_What the task requires_: In the data below, find each line carrying the string "meat" and copy it out.

______________________________

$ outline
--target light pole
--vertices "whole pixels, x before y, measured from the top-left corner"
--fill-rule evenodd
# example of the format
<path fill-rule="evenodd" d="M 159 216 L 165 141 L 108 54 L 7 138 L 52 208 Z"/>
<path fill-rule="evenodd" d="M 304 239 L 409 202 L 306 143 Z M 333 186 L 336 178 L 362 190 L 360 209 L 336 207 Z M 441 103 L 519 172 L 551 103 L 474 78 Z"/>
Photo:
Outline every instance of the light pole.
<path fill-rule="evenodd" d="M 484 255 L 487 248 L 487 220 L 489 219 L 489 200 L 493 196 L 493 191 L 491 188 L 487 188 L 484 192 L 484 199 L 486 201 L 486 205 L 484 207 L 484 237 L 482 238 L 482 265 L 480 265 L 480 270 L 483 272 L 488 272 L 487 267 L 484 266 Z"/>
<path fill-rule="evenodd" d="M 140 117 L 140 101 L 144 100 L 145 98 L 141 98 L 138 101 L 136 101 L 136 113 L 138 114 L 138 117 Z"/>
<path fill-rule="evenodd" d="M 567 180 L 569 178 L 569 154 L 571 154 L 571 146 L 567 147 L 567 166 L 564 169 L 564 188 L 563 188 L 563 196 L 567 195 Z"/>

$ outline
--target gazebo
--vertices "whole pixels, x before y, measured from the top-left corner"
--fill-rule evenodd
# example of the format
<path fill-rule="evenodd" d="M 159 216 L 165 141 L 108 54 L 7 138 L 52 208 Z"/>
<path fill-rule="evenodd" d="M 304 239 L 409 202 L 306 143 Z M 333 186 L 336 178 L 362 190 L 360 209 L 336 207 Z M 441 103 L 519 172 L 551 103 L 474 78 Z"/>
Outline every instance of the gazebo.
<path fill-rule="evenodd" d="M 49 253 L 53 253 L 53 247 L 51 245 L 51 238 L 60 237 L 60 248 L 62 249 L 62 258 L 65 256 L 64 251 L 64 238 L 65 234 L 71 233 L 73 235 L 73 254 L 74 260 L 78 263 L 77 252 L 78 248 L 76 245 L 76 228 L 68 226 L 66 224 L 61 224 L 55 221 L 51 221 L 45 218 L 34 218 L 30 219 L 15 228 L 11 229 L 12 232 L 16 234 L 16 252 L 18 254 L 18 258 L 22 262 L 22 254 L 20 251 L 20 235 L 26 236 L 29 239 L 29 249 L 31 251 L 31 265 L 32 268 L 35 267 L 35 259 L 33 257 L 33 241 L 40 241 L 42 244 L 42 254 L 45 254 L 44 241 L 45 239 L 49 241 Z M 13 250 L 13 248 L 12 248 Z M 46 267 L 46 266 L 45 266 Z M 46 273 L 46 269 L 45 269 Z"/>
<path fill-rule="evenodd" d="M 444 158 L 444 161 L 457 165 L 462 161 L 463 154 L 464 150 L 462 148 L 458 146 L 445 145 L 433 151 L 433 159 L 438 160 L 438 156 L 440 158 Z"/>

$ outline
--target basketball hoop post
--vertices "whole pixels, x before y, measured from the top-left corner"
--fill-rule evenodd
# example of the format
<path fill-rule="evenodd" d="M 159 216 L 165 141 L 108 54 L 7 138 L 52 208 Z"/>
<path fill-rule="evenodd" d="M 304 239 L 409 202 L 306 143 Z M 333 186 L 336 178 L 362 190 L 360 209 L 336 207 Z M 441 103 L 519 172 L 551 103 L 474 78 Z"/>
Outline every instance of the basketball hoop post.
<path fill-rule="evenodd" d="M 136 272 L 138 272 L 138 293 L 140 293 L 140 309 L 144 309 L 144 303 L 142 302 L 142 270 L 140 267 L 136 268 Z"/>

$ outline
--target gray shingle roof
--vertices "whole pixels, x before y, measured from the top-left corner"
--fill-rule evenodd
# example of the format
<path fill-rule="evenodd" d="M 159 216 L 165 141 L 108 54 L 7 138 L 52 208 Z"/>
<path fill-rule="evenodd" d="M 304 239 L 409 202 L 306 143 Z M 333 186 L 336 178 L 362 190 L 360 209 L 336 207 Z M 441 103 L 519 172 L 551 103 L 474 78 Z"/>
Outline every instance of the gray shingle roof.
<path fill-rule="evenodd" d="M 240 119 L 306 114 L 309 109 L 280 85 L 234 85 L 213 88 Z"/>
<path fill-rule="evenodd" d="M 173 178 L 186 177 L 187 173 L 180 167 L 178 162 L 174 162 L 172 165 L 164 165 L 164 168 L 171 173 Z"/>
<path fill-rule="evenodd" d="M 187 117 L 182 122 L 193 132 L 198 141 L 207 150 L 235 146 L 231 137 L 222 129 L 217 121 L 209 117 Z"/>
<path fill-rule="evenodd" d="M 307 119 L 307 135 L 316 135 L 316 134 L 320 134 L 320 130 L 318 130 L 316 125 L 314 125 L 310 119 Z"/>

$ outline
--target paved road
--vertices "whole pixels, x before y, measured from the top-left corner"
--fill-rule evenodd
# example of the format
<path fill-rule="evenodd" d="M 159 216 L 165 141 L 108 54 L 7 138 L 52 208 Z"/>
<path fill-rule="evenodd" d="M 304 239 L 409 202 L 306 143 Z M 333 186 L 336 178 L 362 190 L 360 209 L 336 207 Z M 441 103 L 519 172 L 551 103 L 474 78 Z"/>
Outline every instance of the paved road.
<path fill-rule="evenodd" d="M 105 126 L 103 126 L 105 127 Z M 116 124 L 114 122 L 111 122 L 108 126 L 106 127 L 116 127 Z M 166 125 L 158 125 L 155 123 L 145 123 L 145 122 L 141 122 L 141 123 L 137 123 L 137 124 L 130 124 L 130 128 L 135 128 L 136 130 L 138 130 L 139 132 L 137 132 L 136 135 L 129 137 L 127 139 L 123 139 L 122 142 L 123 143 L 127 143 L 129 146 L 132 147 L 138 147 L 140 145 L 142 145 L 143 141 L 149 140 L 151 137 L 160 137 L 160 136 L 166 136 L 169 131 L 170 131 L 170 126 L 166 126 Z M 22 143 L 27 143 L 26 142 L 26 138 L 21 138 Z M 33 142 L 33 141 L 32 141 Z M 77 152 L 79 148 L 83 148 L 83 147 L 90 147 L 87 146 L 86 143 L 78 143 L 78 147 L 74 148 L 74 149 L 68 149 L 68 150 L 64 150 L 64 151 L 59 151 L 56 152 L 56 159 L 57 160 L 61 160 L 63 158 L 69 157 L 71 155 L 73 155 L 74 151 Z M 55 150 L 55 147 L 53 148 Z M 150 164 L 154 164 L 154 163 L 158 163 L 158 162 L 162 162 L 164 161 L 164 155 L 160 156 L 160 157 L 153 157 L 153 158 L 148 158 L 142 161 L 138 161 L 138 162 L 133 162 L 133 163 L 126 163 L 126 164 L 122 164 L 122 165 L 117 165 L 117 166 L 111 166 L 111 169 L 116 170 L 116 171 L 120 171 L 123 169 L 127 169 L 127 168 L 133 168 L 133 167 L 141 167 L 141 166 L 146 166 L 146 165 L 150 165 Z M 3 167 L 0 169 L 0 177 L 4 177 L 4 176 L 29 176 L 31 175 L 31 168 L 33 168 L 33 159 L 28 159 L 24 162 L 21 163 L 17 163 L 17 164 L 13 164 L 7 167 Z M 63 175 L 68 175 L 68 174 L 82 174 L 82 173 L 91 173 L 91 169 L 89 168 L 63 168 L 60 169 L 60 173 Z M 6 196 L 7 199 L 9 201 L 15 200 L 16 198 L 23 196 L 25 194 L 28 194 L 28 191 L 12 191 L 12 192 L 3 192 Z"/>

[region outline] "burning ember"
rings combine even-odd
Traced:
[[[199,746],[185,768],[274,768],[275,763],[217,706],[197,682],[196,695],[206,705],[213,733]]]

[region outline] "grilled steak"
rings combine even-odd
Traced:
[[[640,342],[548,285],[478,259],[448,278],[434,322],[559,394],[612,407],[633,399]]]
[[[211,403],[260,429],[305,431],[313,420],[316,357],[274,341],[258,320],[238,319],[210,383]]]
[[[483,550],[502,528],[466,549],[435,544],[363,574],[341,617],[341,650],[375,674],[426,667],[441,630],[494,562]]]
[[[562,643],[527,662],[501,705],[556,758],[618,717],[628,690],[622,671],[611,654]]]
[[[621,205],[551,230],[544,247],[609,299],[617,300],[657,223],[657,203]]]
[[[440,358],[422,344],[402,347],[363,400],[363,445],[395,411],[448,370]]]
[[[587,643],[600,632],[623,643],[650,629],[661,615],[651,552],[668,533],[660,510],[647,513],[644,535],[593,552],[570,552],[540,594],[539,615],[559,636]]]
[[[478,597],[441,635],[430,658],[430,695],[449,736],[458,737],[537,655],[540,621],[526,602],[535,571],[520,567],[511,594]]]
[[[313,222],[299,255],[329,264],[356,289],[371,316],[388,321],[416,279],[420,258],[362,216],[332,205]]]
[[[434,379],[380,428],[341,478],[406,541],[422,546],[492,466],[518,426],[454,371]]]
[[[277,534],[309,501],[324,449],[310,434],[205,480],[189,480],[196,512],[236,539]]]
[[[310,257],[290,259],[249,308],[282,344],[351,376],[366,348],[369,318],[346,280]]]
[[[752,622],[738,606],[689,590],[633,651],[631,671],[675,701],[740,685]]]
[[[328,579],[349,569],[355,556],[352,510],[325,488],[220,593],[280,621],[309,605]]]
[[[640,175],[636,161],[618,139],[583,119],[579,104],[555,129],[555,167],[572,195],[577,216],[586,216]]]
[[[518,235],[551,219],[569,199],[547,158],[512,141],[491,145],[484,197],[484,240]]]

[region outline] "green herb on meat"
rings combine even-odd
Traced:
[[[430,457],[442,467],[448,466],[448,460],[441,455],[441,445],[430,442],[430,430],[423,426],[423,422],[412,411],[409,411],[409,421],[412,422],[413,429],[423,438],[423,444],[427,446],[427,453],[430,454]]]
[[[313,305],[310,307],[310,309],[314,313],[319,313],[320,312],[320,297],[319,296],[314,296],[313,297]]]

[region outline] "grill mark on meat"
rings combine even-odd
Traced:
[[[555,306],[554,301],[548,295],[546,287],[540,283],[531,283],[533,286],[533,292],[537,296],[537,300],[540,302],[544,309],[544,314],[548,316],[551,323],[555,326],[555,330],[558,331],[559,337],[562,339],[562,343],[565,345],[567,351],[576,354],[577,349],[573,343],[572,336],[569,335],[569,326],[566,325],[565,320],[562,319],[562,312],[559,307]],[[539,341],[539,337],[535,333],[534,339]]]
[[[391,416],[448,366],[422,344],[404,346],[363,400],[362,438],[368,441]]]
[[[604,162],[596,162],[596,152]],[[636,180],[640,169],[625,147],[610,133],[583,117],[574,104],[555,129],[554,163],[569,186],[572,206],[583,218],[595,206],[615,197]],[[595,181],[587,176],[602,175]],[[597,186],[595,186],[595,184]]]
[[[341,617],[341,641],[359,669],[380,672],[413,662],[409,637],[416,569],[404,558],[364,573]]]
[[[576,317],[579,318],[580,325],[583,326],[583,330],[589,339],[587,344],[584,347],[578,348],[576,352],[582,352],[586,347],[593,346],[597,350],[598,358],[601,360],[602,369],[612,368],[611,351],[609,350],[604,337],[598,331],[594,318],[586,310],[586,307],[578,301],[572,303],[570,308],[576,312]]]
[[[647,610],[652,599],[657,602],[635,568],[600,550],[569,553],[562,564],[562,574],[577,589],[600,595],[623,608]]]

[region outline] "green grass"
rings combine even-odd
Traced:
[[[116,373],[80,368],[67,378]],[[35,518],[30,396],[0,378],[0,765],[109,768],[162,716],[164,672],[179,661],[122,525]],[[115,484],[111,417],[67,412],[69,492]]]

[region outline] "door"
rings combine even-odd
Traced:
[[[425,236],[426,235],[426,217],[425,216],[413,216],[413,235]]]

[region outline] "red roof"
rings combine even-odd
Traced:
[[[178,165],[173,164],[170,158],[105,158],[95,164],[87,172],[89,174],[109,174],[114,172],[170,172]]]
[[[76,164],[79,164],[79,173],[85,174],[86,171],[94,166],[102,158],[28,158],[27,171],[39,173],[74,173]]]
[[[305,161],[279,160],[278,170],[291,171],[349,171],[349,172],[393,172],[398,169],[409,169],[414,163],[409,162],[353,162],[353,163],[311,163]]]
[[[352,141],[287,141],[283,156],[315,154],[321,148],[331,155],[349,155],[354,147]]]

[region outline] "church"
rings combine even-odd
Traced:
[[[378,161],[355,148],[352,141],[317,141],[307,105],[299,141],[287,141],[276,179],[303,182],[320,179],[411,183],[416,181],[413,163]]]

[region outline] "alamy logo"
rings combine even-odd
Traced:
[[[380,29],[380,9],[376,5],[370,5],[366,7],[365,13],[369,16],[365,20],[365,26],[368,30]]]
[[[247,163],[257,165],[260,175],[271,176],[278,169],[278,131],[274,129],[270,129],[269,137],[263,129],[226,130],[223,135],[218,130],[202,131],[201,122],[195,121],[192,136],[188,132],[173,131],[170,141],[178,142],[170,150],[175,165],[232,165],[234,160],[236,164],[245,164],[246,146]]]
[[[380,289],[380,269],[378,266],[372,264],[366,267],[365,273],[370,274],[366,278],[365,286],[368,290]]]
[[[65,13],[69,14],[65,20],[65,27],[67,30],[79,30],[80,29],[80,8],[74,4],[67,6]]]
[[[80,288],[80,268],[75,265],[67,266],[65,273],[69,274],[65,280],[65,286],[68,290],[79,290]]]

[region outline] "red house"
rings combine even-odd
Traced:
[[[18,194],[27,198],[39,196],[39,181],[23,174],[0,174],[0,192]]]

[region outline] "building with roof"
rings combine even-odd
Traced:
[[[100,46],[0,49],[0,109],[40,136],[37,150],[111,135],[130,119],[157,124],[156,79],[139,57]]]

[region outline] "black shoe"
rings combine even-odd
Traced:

______________________________

_Completed task_:
[region outline] "green herb on meat"
[region outline] "grill mark on meat"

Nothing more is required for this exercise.